**EXERCISE PROMPT**. Pick out each line in the rows below that contains the string "lily", and copy every such line in full. Matching is case-sensitive.

--------

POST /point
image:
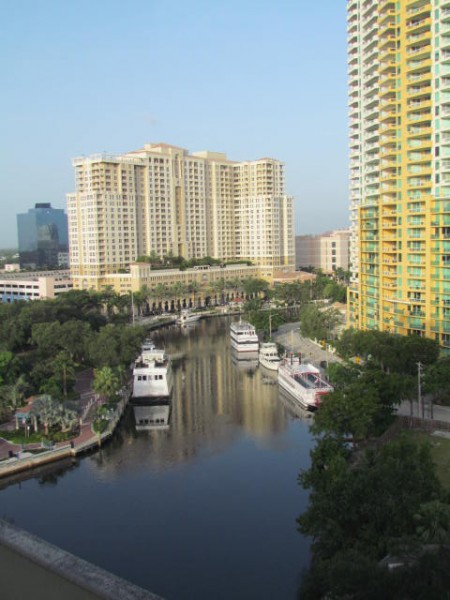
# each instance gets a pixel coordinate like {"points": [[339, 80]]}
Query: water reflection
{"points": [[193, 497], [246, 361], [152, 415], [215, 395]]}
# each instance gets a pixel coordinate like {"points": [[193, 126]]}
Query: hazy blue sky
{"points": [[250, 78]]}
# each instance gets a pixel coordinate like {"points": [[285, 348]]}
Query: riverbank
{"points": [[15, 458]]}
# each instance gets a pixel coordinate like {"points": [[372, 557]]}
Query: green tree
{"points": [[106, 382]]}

--------

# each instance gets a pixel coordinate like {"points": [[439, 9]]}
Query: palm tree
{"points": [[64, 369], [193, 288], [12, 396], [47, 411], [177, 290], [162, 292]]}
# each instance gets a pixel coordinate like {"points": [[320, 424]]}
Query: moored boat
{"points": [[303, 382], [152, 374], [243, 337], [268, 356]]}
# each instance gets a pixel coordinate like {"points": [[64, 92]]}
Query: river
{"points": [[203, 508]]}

--------

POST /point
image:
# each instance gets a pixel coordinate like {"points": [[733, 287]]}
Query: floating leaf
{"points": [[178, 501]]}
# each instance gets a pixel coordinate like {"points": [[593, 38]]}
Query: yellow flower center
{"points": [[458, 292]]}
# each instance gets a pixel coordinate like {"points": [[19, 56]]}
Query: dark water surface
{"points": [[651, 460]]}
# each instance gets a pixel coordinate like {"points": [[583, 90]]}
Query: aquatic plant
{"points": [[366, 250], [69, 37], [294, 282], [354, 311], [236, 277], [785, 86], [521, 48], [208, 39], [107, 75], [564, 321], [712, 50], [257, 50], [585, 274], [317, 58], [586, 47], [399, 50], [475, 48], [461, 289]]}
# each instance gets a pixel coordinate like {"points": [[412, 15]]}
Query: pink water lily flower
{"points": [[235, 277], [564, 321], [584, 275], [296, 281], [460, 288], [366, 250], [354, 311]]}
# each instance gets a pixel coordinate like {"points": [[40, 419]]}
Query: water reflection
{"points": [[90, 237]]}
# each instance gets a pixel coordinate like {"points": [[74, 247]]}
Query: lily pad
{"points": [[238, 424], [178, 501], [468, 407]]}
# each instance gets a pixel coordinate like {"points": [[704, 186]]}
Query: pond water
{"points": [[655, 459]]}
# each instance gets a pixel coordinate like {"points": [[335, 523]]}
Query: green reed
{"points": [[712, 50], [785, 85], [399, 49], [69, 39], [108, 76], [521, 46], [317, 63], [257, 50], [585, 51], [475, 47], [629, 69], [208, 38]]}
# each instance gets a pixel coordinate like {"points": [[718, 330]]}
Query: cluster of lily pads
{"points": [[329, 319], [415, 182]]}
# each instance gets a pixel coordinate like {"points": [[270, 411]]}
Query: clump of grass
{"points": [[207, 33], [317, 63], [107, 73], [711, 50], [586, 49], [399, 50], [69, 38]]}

--------

**COMPLETE RESPONSE**.
Query: pink water lily flower
Query: lily pad
Query: cluster of lily pads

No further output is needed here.